(Dataset entries)

## BEGIN

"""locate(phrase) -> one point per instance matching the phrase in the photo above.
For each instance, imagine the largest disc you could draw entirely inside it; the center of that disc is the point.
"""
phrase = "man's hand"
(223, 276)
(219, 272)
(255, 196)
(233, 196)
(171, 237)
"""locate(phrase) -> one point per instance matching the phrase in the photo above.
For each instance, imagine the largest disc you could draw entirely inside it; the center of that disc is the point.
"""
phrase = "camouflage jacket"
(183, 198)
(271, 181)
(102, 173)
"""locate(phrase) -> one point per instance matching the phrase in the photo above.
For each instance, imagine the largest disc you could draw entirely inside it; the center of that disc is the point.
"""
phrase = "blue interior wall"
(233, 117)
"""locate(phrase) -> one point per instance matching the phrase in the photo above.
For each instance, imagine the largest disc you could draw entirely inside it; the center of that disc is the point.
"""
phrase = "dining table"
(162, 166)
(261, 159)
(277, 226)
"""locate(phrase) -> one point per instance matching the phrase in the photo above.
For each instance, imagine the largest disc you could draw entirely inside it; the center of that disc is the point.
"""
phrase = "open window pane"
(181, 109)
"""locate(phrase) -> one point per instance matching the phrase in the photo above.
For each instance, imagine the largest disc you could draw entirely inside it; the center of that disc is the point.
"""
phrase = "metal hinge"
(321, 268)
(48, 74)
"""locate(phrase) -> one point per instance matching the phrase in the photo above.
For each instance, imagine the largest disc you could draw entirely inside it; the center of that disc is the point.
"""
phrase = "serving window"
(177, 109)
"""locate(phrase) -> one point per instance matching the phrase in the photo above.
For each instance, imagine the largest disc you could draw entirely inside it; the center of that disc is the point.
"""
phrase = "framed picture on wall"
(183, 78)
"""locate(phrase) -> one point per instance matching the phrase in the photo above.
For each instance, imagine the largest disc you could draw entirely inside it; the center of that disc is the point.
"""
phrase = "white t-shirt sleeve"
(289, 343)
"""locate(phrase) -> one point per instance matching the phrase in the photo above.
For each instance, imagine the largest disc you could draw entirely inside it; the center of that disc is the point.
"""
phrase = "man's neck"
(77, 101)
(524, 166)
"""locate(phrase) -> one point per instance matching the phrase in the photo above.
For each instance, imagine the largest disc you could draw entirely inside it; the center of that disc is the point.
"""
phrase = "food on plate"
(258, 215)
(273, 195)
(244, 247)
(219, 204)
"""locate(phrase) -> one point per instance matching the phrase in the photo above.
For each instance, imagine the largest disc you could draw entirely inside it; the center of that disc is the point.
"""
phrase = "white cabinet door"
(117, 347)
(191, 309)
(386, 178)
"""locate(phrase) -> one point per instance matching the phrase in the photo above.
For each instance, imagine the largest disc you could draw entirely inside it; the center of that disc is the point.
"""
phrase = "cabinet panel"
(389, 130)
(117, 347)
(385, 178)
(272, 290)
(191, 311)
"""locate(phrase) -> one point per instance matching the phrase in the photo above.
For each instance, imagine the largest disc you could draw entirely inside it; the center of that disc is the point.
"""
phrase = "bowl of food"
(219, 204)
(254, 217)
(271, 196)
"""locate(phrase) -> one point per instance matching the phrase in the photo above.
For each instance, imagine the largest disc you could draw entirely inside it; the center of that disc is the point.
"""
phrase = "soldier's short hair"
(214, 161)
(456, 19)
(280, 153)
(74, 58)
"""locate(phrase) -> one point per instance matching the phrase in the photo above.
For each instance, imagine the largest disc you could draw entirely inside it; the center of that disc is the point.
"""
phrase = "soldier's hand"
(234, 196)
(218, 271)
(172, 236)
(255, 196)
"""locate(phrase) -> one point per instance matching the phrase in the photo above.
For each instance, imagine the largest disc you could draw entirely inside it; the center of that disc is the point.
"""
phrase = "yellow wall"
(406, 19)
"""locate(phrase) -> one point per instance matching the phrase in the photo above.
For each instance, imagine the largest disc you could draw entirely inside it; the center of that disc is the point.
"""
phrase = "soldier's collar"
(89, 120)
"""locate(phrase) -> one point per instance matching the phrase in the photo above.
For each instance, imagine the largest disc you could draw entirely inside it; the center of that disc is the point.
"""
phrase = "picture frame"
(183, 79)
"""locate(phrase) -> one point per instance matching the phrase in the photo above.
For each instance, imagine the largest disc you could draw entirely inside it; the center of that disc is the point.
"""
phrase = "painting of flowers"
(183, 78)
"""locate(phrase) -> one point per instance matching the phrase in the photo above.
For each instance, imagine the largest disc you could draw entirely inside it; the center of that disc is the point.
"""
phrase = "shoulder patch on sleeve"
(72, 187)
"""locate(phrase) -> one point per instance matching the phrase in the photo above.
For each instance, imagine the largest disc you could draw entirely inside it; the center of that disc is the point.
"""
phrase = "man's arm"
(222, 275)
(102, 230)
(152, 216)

## END
## BEGIN

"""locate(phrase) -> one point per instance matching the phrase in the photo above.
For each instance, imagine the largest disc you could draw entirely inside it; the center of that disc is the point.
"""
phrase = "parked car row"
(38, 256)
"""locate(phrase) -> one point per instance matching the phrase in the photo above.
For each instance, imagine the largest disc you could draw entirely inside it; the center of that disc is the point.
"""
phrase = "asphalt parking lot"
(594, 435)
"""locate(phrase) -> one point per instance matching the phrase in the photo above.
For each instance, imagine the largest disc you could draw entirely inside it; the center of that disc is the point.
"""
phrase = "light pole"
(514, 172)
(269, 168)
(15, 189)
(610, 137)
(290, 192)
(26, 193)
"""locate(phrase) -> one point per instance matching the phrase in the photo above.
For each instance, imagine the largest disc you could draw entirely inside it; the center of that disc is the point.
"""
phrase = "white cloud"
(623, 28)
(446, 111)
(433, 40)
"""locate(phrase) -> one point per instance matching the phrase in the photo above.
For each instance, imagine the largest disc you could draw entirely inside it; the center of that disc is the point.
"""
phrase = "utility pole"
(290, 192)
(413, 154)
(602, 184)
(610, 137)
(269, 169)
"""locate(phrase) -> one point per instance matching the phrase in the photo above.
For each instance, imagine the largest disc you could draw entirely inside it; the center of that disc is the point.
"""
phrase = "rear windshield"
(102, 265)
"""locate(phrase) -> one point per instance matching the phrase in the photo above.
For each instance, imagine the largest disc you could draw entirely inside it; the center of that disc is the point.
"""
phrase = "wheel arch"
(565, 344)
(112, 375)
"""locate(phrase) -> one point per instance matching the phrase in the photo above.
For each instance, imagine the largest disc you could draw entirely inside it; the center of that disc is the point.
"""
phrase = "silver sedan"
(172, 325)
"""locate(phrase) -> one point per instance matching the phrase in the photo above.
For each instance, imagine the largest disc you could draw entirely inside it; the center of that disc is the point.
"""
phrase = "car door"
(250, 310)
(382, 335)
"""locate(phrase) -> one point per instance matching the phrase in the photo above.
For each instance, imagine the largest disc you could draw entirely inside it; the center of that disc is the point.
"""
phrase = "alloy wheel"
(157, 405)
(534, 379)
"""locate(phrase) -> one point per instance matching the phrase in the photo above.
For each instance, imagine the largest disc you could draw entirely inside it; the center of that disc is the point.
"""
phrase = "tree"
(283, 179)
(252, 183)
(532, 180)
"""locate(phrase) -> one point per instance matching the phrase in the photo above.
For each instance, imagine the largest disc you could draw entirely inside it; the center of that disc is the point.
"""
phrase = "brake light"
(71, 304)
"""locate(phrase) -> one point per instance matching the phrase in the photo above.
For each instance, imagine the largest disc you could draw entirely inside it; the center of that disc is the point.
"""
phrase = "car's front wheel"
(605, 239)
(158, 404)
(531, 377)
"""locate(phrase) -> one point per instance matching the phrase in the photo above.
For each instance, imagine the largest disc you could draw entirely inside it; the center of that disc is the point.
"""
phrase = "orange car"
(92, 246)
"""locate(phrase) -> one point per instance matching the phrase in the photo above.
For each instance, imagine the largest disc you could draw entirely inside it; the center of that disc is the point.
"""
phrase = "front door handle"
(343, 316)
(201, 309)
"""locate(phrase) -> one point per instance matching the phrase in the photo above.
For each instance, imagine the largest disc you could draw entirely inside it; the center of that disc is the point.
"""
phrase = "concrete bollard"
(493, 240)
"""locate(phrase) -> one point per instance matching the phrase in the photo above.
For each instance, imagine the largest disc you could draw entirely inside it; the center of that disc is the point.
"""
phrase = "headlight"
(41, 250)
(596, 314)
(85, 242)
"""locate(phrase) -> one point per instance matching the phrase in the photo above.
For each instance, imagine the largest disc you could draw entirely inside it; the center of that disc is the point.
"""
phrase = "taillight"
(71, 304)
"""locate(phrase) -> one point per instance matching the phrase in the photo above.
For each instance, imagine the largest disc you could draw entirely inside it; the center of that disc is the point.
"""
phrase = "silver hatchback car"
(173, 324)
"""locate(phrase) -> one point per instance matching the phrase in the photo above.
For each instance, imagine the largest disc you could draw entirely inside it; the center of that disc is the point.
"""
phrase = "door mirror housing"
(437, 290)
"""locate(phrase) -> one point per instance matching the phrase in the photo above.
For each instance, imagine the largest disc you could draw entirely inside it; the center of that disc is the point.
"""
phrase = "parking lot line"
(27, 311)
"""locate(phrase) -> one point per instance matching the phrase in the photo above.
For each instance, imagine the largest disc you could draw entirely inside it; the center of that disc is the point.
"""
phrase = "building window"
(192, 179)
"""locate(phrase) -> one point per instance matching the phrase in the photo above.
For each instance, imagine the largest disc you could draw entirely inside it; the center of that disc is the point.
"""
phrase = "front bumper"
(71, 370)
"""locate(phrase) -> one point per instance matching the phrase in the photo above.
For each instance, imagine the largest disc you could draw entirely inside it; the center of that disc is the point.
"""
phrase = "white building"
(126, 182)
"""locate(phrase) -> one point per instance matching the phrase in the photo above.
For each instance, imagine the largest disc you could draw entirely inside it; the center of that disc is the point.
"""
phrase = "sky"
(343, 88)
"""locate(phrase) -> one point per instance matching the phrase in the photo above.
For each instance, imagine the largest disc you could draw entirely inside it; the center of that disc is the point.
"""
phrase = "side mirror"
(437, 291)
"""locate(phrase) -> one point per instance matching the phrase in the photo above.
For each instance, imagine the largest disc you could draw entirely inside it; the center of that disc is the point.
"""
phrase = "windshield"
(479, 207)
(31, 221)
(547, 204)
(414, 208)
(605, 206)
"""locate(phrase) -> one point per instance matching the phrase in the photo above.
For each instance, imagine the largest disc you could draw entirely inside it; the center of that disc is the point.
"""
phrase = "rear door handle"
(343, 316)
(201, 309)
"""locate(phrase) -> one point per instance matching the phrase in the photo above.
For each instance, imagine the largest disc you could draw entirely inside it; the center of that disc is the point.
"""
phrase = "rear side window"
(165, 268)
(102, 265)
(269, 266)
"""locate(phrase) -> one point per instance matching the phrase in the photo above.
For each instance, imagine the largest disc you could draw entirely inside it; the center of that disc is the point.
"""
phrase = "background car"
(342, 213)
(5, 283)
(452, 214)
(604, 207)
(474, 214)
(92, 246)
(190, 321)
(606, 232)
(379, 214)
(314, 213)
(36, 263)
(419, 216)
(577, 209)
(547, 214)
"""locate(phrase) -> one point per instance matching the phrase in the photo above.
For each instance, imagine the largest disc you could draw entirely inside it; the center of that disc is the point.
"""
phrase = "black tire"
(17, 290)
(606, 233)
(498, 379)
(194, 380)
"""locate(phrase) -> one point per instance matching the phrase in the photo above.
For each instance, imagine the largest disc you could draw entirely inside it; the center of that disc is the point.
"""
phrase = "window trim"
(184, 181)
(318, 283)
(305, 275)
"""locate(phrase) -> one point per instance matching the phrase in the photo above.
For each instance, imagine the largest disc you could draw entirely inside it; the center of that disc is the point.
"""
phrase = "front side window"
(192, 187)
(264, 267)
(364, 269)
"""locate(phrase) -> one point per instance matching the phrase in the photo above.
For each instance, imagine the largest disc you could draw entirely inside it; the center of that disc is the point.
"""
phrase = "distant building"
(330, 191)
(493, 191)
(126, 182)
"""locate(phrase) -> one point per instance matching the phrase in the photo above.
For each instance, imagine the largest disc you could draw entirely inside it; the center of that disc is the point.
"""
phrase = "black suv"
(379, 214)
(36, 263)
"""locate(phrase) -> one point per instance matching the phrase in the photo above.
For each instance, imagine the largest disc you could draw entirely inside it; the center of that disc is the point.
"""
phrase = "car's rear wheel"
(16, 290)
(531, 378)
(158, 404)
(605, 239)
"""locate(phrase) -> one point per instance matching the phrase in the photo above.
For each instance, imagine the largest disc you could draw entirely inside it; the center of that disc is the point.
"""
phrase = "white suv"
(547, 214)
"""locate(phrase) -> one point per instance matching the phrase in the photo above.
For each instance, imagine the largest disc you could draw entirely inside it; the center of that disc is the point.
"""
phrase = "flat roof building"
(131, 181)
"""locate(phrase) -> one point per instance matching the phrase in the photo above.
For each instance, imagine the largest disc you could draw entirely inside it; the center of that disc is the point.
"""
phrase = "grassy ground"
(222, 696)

## END

List every line in the material above that contains the word "door". Case matters.

▶ [Task solution]
phrase = "white cabinet door"
phrase = "car door"
phrase = "front door handle"
phrase = "door mirror housing"
phrase = "rear door handle"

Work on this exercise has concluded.